> Records from a dataset
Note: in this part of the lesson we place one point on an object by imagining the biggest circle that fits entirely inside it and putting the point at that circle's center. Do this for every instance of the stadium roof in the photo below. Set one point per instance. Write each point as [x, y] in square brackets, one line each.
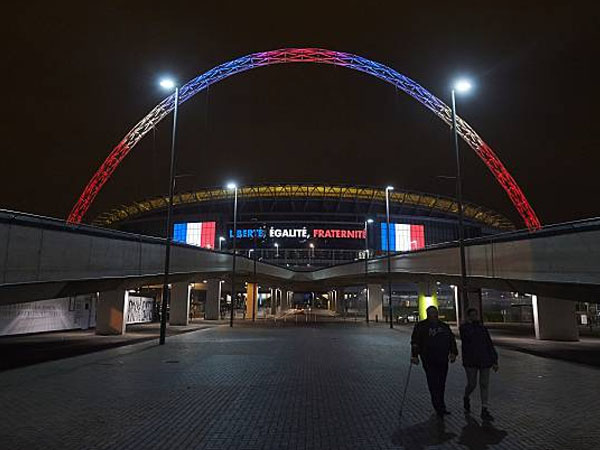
[444, 205]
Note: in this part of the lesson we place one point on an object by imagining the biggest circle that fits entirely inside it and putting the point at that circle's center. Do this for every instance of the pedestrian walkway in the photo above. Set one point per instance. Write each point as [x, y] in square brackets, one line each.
[334, 386]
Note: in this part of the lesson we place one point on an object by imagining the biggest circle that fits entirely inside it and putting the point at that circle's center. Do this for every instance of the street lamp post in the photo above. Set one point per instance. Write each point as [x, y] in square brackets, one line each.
[367, 222]
[234, 187]
[460, 86]
[169, 84]
[389, 253]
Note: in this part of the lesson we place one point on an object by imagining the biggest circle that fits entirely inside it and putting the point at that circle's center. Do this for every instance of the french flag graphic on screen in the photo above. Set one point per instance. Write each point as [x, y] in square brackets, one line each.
[403, 237]
[201, 234]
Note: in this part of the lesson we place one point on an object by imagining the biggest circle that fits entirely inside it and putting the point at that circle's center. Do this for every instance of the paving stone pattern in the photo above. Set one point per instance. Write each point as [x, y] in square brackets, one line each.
[320, 387]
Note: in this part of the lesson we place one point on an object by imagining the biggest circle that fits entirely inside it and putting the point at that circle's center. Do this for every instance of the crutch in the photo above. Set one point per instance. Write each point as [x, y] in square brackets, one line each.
[404, 393]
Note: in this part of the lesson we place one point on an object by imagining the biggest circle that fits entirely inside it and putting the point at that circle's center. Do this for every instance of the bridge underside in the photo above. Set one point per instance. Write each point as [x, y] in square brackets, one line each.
[45, 258]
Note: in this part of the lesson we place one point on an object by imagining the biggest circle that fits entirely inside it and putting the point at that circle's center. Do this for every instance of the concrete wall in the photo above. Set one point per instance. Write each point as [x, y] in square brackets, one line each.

> WHAT THE TASK ASKS
Omit every picture, and otherwise quote the entries exactly.

> ANSWER FOR THE TASK
Note: in this part of the lesson we place one point on an object by imagining the biggest circle that fits entirely inside it and putting the point at that circle's center. Do this for every instance of the stadium roof in the photo below. Set one point per instance. Write each point as [x, y] in square brackets, one line each.
[444, 205]
Note: in this part of the lesson we place one point on an object by imagining the biggest circle that fits entirely inside it and putting the point at that circle's center. Do this for every instance of the pedestrian walkway in the photo above. Set one point per instance. Write each point as [x, y] in square brackets, one line each.
[334, 386]
Note: in this part of the lesson we place one point on an object by imagining the biggest circle that fits entirely inside it and putting the point at that circle's center. Do this for every instance of the street lamp post in the photo above. Set one point per instance. Write each point as [x, y] in square brackets, one line each.
[367, 222]
[234, 187]
[460, 86]
[169, 84]
[389, 253]
Note: in this part of the lesson we place one point on an object by imagining the biggest circle that fits entirely inside it and putting the point at that circle's center. Do this for every instance of the french flag graphic on screen in the photo above. Set one point per instance. Write each point as [x, y] in square brackets, one line each.
[403, 237]
[201, 234]
Note: in this part of the lesson we place one point on an object by imagining the biggest circle that fits entirely inside it and putting the point at that circle's center. Do this for every instance of the paving stone pattern in the photo above. Set one point per instance. Write each point as [x, y] in square brackets, one line each.
[320, 387]
Note: in this part of the lesson we place one point on an object by imagining the biggest circle that fits entirely inside it and putting the point at that circle's center. Do this for every instance of the crutch in the photo above. Set one point per instance. Write each point as [x, y] in square brackets, one line each.
[404, 393]
Note: in this part of the lesson we place one point on an object by imagining the biggest circle that fits entirely inside it and putting the point at that circle's center. Do this for every instance of the bridge underside in the photo above. Set one point per instance. Write each point as [x, y] in square brackets, one line each.
[45, 258]
Note: in this part of the lesson we place one point on an object by imagining the biggest circle that fits entirely inside it and putting the point at that circle's center. Do this for every instance of the concrete wall in the photo above. Set one point per instance. Write each point as [x, y] in square brackets, one line each.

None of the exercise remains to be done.